INPUT MATERIAL:

= = = =

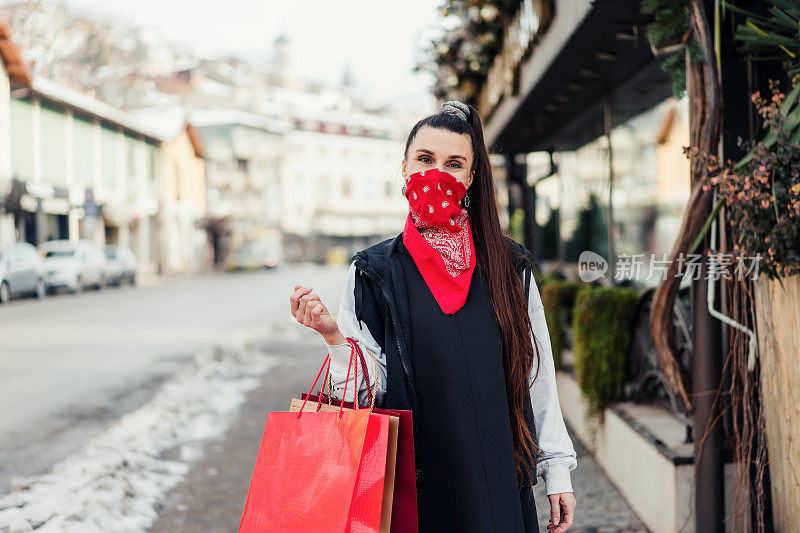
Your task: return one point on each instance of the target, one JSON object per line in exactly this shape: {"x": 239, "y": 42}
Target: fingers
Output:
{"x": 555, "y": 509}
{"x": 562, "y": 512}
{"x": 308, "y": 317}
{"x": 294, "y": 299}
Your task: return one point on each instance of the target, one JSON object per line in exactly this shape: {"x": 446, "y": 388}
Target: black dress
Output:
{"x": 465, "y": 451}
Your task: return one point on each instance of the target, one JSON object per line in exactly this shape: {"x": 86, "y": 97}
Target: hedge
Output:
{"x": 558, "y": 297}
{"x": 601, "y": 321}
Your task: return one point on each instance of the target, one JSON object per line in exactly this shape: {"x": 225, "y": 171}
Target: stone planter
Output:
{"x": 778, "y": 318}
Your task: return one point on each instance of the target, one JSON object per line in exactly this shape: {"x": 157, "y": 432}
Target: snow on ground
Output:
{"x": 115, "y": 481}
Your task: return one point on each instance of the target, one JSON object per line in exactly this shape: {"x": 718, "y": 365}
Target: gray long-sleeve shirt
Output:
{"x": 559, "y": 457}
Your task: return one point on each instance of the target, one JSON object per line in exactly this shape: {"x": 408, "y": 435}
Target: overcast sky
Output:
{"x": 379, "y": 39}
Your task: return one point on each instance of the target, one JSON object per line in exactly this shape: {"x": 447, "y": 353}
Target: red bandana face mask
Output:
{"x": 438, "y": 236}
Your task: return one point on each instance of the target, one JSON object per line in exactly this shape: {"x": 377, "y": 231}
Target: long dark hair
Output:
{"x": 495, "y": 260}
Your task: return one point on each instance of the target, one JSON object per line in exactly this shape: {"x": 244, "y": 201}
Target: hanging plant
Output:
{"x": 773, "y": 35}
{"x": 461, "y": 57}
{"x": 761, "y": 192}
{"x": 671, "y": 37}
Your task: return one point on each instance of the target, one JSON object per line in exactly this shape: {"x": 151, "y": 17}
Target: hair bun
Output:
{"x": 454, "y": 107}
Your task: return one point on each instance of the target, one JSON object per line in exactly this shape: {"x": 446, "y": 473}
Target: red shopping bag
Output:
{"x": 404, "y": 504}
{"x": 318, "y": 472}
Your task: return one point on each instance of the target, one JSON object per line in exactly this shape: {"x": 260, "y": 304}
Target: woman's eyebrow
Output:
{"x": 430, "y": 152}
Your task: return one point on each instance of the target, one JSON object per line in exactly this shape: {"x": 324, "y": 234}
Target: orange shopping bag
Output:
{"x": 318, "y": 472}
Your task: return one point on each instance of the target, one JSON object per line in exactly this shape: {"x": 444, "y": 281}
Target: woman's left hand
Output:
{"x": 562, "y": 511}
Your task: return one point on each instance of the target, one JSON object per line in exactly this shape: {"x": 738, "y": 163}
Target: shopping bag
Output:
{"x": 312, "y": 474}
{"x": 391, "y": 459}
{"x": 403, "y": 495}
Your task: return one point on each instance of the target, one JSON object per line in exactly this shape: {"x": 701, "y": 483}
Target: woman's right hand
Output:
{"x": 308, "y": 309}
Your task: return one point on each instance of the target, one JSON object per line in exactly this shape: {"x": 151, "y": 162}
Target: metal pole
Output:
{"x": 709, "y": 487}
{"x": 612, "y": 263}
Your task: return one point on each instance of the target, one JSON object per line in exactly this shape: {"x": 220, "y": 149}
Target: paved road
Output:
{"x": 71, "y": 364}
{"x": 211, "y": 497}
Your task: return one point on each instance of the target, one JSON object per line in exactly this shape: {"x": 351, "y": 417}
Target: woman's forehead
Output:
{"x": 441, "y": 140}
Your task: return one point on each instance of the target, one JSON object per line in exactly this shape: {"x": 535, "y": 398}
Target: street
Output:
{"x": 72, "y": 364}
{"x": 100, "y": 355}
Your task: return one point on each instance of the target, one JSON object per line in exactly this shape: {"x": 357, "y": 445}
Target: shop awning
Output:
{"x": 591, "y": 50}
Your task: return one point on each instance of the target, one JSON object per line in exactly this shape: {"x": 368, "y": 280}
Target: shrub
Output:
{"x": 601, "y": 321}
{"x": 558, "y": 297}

= = = =

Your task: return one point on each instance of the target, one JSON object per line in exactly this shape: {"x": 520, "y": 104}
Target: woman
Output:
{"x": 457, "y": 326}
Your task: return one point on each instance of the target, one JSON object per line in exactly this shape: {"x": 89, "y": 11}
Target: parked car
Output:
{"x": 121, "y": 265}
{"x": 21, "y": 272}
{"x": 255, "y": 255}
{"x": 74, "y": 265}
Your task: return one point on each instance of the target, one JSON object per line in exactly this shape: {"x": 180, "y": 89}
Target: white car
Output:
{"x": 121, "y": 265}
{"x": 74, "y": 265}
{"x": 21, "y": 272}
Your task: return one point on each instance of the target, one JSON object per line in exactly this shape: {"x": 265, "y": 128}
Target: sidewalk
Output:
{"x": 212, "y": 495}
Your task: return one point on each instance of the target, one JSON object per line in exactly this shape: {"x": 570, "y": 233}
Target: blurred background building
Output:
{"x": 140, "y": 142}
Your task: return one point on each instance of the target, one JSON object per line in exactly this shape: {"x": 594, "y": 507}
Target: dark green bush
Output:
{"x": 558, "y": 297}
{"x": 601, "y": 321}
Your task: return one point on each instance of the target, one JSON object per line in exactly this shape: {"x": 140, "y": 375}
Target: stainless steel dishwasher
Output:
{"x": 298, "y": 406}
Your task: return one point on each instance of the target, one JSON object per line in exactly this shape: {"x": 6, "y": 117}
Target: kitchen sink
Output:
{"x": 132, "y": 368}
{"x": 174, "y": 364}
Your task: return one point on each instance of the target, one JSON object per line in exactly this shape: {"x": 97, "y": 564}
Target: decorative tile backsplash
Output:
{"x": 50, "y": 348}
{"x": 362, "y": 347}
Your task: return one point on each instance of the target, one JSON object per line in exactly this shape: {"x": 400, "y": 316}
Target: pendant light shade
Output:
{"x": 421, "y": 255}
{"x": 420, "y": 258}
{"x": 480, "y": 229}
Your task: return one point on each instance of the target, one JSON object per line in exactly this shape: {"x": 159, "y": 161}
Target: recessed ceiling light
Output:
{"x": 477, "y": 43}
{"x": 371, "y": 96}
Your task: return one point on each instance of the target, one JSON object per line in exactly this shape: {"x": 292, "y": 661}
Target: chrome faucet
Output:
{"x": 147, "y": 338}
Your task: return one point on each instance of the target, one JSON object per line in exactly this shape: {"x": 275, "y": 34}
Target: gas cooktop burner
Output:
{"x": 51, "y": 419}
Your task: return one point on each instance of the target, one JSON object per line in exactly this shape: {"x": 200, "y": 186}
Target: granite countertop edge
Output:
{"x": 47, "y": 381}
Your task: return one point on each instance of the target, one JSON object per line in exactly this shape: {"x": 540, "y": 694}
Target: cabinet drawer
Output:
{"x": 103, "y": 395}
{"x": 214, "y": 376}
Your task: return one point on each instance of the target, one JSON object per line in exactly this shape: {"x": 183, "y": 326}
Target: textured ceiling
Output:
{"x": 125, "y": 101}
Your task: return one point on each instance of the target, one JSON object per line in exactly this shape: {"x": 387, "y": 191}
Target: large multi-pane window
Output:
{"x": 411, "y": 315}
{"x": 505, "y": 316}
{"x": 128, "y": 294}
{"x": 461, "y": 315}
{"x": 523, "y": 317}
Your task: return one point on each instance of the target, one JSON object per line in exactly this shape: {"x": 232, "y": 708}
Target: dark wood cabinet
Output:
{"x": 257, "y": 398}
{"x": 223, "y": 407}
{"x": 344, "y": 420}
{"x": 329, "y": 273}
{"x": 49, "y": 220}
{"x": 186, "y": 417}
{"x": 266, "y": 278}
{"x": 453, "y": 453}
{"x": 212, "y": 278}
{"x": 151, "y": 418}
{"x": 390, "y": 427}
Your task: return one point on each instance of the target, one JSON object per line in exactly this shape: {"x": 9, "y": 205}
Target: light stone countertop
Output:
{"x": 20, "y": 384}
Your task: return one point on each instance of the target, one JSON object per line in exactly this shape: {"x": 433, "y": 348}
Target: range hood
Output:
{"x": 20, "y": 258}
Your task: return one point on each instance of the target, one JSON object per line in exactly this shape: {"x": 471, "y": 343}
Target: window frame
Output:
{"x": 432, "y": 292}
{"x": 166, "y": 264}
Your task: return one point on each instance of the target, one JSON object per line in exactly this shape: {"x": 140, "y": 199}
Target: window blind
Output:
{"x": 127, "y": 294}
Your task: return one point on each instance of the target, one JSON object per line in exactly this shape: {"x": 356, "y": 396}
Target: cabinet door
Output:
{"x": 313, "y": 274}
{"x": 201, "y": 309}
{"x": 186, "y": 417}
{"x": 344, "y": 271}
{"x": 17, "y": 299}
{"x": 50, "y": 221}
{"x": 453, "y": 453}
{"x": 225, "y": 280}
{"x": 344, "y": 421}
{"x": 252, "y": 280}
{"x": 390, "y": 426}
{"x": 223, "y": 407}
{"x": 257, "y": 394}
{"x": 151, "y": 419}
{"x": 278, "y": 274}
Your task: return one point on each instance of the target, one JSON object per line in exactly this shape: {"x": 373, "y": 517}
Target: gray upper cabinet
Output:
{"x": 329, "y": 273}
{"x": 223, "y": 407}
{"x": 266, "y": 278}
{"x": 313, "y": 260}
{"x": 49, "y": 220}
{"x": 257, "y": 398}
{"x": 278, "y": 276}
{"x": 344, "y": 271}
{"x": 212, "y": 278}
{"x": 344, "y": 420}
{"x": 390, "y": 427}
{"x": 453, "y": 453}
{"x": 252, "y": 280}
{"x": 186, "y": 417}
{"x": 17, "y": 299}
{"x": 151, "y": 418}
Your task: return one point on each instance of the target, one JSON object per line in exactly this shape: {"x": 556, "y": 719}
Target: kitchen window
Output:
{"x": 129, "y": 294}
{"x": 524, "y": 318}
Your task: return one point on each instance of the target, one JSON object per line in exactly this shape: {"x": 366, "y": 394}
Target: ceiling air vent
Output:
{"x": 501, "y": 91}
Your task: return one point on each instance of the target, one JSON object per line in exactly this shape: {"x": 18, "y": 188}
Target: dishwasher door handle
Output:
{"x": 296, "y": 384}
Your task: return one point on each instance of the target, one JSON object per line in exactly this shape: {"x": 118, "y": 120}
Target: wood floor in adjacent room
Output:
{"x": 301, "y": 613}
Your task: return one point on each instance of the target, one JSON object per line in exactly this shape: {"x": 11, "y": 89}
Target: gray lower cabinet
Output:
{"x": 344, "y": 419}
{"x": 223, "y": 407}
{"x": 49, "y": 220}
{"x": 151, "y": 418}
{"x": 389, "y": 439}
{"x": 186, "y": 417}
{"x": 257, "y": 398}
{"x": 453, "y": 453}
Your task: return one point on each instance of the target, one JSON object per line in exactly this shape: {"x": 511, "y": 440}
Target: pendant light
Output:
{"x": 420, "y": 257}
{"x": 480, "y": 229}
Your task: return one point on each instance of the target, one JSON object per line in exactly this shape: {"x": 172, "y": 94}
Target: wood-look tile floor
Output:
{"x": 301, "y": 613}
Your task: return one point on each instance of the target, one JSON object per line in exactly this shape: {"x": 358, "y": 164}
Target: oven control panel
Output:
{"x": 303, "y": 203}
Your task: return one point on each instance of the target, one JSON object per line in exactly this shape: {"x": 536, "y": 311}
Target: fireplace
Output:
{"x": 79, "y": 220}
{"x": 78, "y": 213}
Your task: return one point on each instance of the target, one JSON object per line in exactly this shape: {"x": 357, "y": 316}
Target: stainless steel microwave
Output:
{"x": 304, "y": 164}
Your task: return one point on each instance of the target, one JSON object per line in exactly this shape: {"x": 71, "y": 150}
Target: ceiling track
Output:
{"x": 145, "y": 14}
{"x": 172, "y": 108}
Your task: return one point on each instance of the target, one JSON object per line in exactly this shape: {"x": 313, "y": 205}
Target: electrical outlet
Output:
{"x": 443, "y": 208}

= = = =

WORK REQUEST:
From the entries, report every line in which the string "floor" occurs.

SOLUTION TO THE EXERCISE:
Target: wood floor in adjacent room
Target: wood-look tile floor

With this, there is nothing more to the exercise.